**Problem to work on**
Below are entries; repeat exactly, and nothing else, the lines from the one holding "Target: hazy sky" through the one holding "column 35, row 175", inclusive. Leave the pictures out.

**Data supplied**

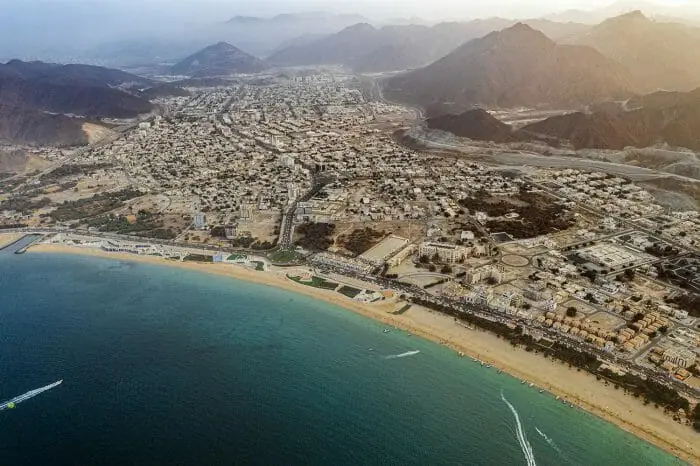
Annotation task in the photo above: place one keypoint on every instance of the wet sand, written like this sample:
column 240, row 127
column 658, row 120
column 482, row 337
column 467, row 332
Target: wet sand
column 579, row 388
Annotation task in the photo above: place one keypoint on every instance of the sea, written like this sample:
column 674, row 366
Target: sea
column 163, row 366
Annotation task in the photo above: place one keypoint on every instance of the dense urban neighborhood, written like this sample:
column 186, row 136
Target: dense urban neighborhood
column 311, row 169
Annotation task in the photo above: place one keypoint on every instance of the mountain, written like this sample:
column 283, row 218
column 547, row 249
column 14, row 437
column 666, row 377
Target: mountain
column 220, row 59
column 23, row 126
column 73, row 74
column 668, row 117
column 39, row 102
column 659, row 55
column 475, row 124
column 368, row 49
column 517, row 66
column 263, row 36
column 685, row 13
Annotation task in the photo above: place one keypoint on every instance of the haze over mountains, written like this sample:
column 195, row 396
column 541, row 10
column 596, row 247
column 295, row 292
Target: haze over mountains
column 43, row 103
column 219, row 60
column 664, row 117
column 660, row 55
column 366, row 48
column 518, row 66
column 453, row 66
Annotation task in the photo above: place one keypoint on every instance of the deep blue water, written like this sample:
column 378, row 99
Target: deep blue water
column 167, row 367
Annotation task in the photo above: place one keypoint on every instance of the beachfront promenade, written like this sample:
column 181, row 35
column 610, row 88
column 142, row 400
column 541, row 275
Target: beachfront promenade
column 412, row 292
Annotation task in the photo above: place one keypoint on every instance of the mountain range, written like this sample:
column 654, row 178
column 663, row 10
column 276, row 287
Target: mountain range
column 660, row 55
column 517, row 66
column 366, row 48
column 43, row 103
column 220, row 59
column 662, row 117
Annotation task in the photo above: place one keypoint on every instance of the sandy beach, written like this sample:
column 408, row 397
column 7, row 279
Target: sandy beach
column 9, row 238
column 579, row 388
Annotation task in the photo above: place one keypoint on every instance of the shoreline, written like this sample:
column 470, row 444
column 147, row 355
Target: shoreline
column 577, row 387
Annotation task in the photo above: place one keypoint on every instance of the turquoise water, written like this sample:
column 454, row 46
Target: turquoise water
column 167, row 367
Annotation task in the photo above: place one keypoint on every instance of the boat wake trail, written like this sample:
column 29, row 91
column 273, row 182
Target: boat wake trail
column 402, row 355
column 520, row 434
column 30, row 394
column 551, row 443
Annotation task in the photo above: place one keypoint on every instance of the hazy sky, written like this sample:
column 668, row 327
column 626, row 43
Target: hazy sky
column 50, row 29
column 207, row 9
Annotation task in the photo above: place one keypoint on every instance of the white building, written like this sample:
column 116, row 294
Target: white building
column 449, row 253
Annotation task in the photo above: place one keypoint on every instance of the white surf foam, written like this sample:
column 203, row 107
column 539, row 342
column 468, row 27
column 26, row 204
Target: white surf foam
column 520, row 434
column 402, row 355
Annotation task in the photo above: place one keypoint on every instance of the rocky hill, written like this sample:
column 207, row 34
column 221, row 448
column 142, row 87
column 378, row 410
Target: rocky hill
column 220, row 59
column 47, row 104
column 23, row 126
column 72, row 74
column 517, row 66
column 475, row 124
column 366, row 48
column 660, row 55
column 671, row 118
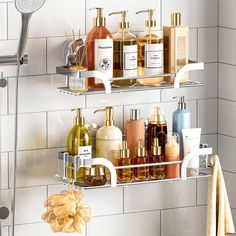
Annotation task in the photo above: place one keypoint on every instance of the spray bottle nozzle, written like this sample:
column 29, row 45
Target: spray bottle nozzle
column 150, row 22
column 124, row 24
column 99, row 20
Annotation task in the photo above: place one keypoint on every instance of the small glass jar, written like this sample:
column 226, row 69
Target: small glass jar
column 95, row 176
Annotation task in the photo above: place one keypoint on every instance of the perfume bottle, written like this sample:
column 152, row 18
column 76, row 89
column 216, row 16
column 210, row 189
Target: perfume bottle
column 176, row 47
column 141, row 173
column 156, row 172
column 150, row 52
column 99, row 49
column 124, row 175
column 172, row 153
column 79, row 143
column 125, row 53
column 157, row 128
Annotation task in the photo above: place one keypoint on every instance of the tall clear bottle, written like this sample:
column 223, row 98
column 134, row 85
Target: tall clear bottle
column 99, row 49
column 125, row 53
column 79, row 143
column 150, row 51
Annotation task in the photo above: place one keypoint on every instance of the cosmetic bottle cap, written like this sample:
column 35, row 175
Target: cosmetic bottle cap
column 135, row 114
column 181, row 103
column 124, row 151
column 124, row 24
column 176, row 19
column 99, row 20
column 78, row 119
column 156, row 149
column 150, row 22
column 141, row 150
column 109, row 115
column 157, row 117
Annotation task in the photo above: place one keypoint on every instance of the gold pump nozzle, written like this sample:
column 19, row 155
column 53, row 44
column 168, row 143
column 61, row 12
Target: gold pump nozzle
column 78, row 119
column 124, row 24
column 151, row 22
column 124, row 151
column 141, row 150
column 99, row 20
column 109, row 115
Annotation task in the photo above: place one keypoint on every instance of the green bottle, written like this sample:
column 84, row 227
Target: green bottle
column 79, row 143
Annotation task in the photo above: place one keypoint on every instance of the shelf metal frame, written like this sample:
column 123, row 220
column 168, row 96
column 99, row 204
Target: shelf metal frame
column 191, row 66
column 82, row 162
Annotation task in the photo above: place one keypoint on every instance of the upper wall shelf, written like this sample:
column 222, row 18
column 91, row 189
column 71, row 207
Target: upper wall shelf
column 83, row 74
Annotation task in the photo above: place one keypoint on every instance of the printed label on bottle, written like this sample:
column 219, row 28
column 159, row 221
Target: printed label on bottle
column 103, row 53
column 77, row 84
column 154, row 58
column 85, row 152
column 130, row 60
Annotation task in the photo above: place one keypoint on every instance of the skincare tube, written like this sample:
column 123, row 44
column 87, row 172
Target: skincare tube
column 191, row 142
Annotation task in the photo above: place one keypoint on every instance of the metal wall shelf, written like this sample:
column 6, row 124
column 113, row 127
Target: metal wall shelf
column 64, row 70
column 80, row 162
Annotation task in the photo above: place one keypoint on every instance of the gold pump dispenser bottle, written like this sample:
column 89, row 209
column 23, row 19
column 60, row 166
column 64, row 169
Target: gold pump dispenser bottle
column 125, row 53
column 79, row 143
column 124, row 175
column 176, row 47
column 150, row 51
column 99, row 49
column 108, row 137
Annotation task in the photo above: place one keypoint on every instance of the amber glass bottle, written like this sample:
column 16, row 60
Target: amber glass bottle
column 141, row 173
column 156, row 172
column 157, row 128
column 124, row 175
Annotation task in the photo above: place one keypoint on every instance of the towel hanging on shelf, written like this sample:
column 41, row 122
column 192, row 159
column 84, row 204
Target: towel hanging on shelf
column 219, row 217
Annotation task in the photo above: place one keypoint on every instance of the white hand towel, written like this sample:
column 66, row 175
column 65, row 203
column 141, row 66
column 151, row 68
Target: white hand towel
column 219, row 217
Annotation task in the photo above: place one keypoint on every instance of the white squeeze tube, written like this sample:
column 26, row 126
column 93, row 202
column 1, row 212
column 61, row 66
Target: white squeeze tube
column 191, row 142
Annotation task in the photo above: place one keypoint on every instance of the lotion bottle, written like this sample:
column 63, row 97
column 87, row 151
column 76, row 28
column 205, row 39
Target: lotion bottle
column 125, row 53
column 181, row 120
column 79, row 143
column 108, row 137
column 150, row 51
column 176, row 47
column 99, row 49
column 134, row 130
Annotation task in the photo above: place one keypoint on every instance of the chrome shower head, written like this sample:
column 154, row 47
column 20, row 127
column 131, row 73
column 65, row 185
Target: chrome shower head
column 26, row 8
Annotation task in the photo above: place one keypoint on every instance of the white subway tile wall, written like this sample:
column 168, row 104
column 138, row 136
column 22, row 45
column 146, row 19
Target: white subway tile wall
column 45, row 116
column 226, row 94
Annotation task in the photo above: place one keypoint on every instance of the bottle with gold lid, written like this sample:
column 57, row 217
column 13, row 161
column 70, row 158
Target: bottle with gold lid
column 108, row 137
column 176, row 47
column 79, row 143
column 124, row 175
column 157, row 156
column 157, row 128
column 150, row 51
column 125, row 53
column 140, row 173
column 99, row 49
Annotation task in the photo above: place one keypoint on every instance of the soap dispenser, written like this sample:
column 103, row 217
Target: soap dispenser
column 150, row 51
column 99, row 49
column 125, row 53
column 108, row 137
column 176, row 47
column 157, row 128
column 181, row 120
column 79, row 143
column 124, row 175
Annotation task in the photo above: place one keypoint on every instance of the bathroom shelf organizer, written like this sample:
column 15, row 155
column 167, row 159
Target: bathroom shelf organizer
column 78, row 162
column 191, row 66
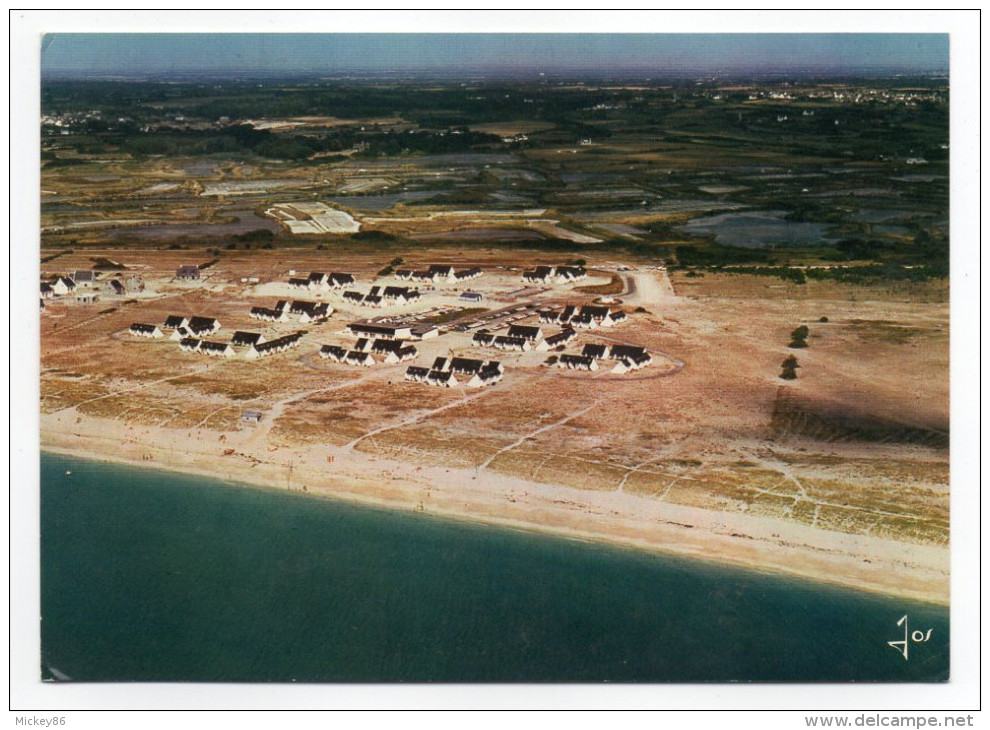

**Solution to this exercise**
Target: hazy sky
column 50, row 29
column 207, row 9
Annotation task in the photo above: place one keypoint on every instance of the white building, written like this sample:
column 116, row 294
Target: white building
column 449, row 253
Annotation task in the photo above: place one keypoint on every instance of the white surf foam, written like this sample:
column 203, row 107
column 539, row 342
column 468, row 27
column 26, row 204
Target: white surf foam
column 520, row 434
column 402, row 355
Annotation task in the photo above: place one keypoint on every instance of the rocky hill, written like this sample:
column 207, row 34
column 221, row 448
column 142, row 87
column 378, row 410
Target: rocky hill
column 220, row 59
column 47, row 104
column 23, row 126
column 72, row 74
column 517, row 66
column 475, row 124
column 366, row 48
column 660, row 55
column 671, row 118
Annotation task in the photo above: place one keypoint on every instance of the spray bottle nozzle, written like this sample:
column 29, row 45
Target: spray bottle nozzle
column 150, row 22
column 124, row 24
column 99, row 20
Annotation task in the photo above: place one keypoint on every instance of the small glass jar, written like this sample:
column 226, row 69
Target: small glass jar
column 95, row 176
Annotation task in the photo above: place one keypoint on every instance of the perfume bottle, written like this sample:
column 152, row 18
column 76, row 89
column 216, row 16
column 210, row 189
Target: perfume bottle
column 176, row 47
column 141, row 173
column 156, row 172
column 150, row 52
column 99, row 49
column 124, row 175
column 172, row 153
column 79, row 143
column 125, row 53
column 157, row 128
Annotation task in the photo above: place one keypoint on every instance of the tall clear bottle, written like this sample:
column 223, row 98
column 134, row 85
Target: tall clear bottle
column 99, row 49
column 125, row 53
column 79, row 143
column 150, row 51
Annotation task in the photo above: place one keypoint on every instance of the cosmetic bottle cap, written like this sample:
column 35, row 175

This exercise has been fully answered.